Relative age-standardised mortality

Analysis from the Office for National Statistics compares European nations.

Anthony B. Masters


In my co-written book Covid by Numbers, a graph shows relative age-standardised mortality. The graph in the book has a production error, where the UK lines do not have correct alignment. The original version, made in R, looks like:

(Image: Covid By Numbers)

What are relative age-standardised mortality rates? To calculate age-standardised mortality, we need to find mortality rates within age groups. Next, analysts calculate the weighted average of these age-specific rates. The weights come from a standard population, here: the 2013 European Standard population. This index is then

The Office for National Statistics updated their analysis. Now, we can update this graph. In the original version, I uploaded a spreadsheet containing the mortality statistics. This time, I want to draw straight from the online file. That helps make the code more reproducible.

To achieve that goal, I use the curl package:

temp <- tempfile()
temp <- curl_download(url = ons_rasmr_url, destfile = temp,
quiet = TRUE, mode = "wb")
ons_rasmr_tbl <- read_excel(temp,
sheet = ons_rasmr_sheet,
range = ons_rasmr_range)

The main table has columns, writing weeks in the format ‘YYYYWXX’. For instance, the first week of 2020 would be 2020W01.

+===+

Task instructions | Repeat word for word the part of the post on age-standardised mortality that starts with "(Image: Covid By" and runs through "range = ons_rasmr_range)". The rows below the text come from a different source.

Supplied material |
+===+

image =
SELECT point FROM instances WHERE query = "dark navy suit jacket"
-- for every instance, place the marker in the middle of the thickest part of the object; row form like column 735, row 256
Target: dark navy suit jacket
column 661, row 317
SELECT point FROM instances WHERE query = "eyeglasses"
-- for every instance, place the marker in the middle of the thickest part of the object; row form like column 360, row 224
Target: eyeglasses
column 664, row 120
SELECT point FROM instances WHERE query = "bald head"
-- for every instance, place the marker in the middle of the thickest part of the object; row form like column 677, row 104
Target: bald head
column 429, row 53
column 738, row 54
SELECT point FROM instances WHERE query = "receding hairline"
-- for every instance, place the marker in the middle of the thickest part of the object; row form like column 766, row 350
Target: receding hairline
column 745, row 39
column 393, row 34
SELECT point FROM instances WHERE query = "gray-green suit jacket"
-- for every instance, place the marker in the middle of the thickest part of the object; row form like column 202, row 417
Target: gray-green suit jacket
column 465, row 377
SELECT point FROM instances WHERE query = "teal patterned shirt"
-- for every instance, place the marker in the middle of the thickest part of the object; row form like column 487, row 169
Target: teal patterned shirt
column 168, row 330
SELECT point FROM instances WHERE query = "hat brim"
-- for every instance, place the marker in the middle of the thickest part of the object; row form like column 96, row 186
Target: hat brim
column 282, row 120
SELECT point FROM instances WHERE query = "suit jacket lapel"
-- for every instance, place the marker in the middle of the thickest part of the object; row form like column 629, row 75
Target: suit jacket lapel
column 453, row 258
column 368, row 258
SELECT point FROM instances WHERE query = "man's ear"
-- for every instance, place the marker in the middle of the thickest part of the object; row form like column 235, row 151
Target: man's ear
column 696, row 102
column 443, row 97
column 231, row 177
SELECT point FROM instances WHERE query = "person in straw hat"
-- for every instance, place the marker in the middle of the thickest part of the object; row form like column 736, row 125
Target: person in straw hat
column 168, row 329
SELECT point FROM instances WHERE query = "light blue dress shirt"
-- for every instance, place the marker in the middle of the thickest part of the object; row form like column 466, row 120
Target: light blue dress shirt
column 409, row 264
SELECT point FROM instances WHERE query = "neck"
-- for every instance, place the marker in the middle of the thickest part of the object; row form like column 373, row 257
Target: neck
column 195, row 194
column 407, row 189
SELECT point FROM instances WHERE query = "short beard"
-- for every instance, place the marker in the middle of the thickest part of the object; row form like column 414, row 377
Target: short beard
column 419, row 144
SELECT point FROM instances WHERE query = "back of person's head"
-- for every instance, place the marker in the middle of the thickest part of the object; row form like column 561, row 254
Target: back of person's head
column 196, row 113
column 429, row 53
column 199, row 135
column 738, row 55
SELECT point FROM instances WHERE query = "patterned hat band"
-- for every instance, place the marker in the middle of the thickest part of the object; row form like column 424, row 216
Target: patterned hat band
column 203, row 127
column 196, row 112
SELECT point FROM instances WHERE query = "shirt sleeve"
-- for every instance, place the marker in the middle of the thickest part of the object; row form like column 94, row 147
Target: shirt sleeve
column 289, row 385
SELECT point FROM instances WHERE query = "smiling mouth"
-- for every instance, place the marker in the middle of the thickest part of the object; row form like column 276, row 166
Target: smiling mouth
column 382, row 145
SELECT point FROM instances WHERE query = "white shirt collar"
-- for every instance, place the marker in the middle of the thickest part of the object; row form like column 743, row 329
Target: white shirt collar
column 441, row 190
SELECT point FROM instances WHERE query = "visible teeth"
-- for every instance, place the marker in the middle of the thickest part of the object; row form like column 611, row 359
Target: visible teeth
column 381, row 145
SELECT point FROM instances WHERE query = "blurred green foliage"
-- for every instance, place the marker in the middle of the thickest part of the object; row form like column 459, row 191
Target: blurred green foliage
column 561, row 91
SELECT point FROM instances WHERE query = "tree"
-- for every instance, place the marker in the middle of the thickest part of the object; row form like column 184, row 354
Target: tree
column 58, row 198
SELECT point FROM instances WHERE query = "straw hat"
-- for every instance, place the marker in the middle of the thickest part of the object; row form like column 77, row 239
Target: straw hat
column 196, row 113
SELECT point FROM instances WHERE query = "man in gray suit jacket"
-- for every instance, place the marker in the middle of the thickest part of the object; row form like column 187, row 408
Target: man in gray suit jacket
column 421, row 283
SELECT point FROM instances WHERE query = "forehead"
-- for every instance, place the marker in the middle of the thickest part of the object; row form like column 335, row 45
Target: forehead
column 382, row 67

+===+

Exercise solution |
(Image: Covid By Numbers)

What are relative age-standardised mortality rates? To calculate age-standardised mortality, we need to find mortality rates within age groups. Next, analysts calculate the weighted average of these age-specific rates. The weights come from a standard population, here: the 2013 European Standard population. This index is then

The Office for National Statistics updated their analysis. Now, we can update this graph. In the original version, I uploaded a spreadsheet containing the mortality statistics. This time, I want to draw straight from the online file. That helps make the code more reproducible.

To achieve that goal, I use the curl package:

temp <- tempfile()
temp <- curl_download(url = ons_rasmr_url, destfile = temp,
quiet = TRUE, mode = "wb")
ons_rasmr_tbl <- read_excel(temp,
sheet = ons_rasmr_sheet,
range = ons_rasmr_range)